» TO-DO LIST
**a.** In the article on ICE's polling, rewrite the part from "WASHINGTON — The" up to and including "of nearly two-to-one.", with "least-trusted" replaced by "least-liked".
**b.** Can you condense the paragraph beginning "WASHINGTON — The numbers are not subtle" in the article on ICE's polling into a short list of its main figures?

» SELECTED PASSAGE
>>

Analysis: ICE is Becoming America’s Most Hated Agency
From Pew to Quinnipiac, Americans now say the masked raiding has gone too far. Meanwhile, Trump seems unaware of his steep decline in immigration favorability.
WASHINGTON — The numbers are not subtle. In February, half the country said they had a favorable view of Immigration and Customs Enforcement, with only a third against. By June, that equation had collapsed (one, two): 52% unfavorable, 39% favorable, and nearly 40% saying “very unfavorable” — the political equivalent of being booed out of your own stadium.
In the August Pew survey, ICE stood in the basement of American institutions, ranked alongside the IRS as one of the least-trusted federal agencies.
For a government office built to stalk factories and airports, ICE has now become the bogeyman in polling crosstabs. Seventy-two percent of Republicans like them; thirteen percent of Democrats do. Independents — the people presidential campaigns write love letters to — disapprove by margins of nearly two-to-one.

<<

» RECORDS PROVIDED
>>

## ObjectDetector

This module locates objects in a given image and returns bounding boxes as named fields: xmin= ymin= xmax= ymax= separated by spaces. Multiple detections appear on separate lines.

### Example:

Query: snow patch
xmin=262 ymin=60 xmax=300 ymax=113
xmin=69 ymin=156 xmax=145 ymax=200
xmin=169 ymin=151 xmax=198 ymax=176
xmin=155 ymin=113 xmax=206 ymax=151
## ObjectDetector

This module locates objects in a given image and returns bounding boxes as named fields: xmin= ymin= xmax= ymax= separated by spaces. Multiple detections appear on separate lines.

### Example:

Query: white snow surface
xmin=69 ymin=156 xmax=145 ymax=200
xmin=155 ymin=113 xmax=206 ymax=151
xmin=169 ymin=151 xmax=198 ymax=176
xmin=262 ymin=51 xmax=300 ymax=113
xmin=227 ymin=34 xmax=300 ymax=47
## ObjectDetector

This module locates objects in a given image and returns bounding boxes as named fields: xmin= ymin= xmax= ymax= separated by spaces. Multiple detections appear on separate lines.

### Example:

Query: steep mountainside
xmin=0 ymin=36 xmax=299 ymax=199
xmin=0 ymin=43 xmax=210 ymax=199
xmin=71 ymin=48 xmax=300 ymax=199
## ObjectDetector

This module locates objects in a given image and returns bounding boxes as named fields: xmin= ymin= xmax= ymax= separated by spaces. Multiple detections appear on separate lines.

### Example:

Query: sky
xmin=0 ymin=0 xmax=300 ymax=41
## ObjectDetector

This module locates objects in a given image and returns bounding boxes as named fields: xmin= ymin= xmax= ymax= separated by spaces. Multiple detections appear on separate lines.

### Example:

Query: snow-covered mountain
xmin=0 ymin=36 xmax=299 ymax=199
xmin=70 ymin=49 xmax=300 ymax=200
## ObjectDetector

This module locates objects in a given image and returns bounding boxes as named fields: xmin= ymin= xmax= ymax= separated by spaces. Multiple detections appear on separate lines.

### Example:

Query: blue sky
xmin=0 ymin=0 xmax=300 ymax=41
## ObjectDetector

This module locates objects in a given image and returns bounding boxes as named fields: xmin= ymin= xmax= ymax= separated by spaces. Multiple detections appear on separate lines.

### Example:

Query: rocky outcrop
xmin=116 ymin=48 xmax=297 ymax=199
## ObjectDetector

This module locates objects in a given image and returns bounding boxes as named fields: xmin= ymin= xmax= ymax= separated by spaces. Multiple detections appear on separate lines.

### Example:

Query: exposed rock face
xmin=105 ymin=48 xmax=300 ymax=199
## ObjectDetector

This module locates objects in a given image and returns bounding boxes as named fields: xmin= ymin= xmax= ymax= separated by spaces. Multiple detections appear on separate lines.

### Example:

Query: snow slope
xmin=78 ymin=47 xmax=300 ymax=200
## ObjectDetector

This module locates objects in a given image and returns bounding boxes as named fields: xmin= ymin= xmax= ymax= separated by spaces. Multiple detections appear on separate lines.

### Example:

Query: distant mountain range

<<

» PROBLEM SOLUTIONS
**a.**
WASHINGTON — The numbers are not subtle. In February, half the country said they had a favorable view of Immigration and Customs Enforcement, with only a third against. By June, that equation had collapsed (one, two): 52% unfavorable, 39% favorable, and nearly 40% saying “very unfavorable” — the political equivalent of being booed out of your own stadium.
In the August Pew survey, ICE stood in the basement of American institutions, ranked alongside the IRS as one of the least-liked federal agencies.
For a government office built to stalk factories and airports, ICE has now become the bogeyman in polling crosstabs. Seventy-two percent of Republicans like them; thirteen percent of Democrats do. Independents — the people presidential campaigns write love letters to — disapprove by margins of nearly two-to-one.

**b.**
- February: half the country viewed ICE favorably, and only a third viewed it unfavorably.
- June: 52% unfavorable, 39% favorable.
- Nearly 40% said "very unfavorable."